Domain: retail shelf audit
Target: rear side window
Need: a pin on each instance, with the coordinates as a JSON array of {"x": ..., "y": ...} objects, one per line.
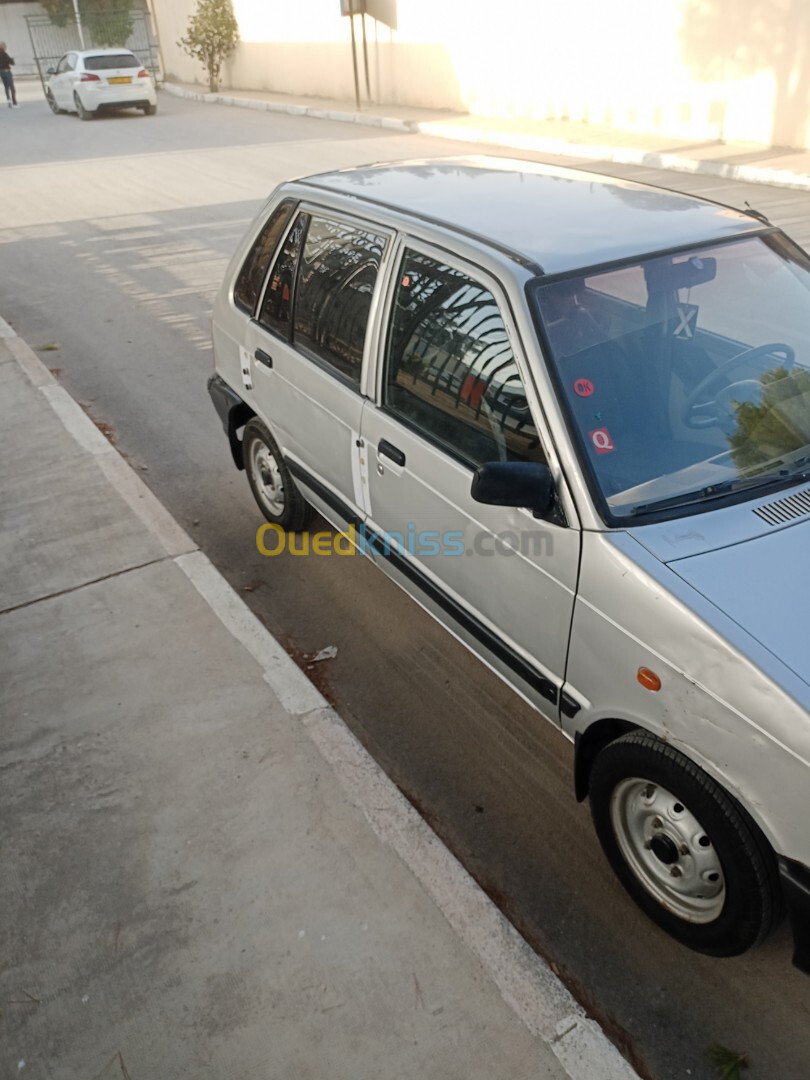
[
  {"x": 248, "y": 283},
  {"x": 336, "y": 280},
  {"x": 111, "y": 61},
  {"x": 450, "y": 372},
  {"x": 277, "y": 307}
]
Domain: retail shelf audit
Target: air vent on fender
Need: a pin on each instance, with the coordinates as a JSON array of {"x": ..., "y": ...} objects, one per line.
[{"x": 785, "y": 510}]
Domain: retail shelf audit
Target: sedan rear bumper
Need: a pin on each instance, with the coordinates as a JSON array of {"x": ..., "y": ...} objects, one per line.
[
  {"x": 796, "y": 890},
  {"x": 124, "y": 96}
]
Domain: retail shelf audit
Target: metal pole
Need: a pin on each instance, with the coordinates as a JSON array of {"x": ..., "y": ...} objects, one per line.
[
  {"x": 354, "y": 55},
  {"x": 79, "y": 23},
  {"x": 365, "y": 57}
]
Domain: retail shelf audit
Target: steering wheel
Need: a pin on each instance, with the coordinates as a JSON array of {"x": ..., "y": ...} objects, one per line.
[{"x": 694, "y": 414}]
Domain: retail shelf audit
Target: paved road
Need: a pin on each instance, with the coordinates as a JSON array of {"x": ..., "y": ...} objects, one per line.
[{"x": 113, "y": 237}]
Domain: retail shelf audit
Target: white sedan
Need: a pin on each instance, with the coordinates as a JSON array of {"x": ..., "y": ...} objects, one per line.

*****

* _WORK REQUIRED_
Rewrite all the records above, replacing each "retail shelf audit" with "street scene survey" and leaving everything else as it is. Omit the pictures from your version.

* _EXERCISE RESPONSE_
Domain: street scene survey
Target: rear side window
Need: a pin on each instance, with the coordinates as a JSON array of {"x": ..., "y": ...} objects, one per line.
[
  {"x": 248, "y": 283},
  {"x": 336, "y": 280},
  {"x": 111, "y": 61},
  {"x": 450, "y": 372},
  {"x": 277, "y": 307}
]
Domain: street scene survey
Target: air vent on fender
Need: a pin on each instance, with the coordinates as a JSON array of {"x": ..., "y": ...} objects, one per line.
[{"x": 785, "y": 510}]
Domain: street scene survey
Target: sedan rear bumper
Need: a pin on each instance, with the coordinates as a JSON array of {"x": ..., "y": ...} objects, one per line.
[
  {"x": 796, "y": 890},
  {"x": 124, "y": 96}
]
Domain: street scene survey
Target: metal pole
Need: a pin on each instance, with the coordinates as a JSON array of {"x": ..., "y": ...} objects, one per line.
[
  {"x": 354, "y": 55},
  {"x": 79, "y": 23},
  {"x": 365, "y": 57}
]
Domain: street scene survey
Target: steering wheel
Need: a pin on each instance, with the coordinates as a JSON array of {"x": ..., "y": ...} objects, one per line.
[{"x": 694, "y": 414}]
Domain: street scene survey
Target: paved road
Need: a pin on each instance, with the coordinates as a JSON array of {"x": ..., "y": ...} objects, one per line.
[{"x": 113, "y": 237}]
Domain: street scene survey
Target: white sedan
Need: a pin on each instance, with the coordinates as a JSON array of {"x": ..., "y": ...} objects, one per line.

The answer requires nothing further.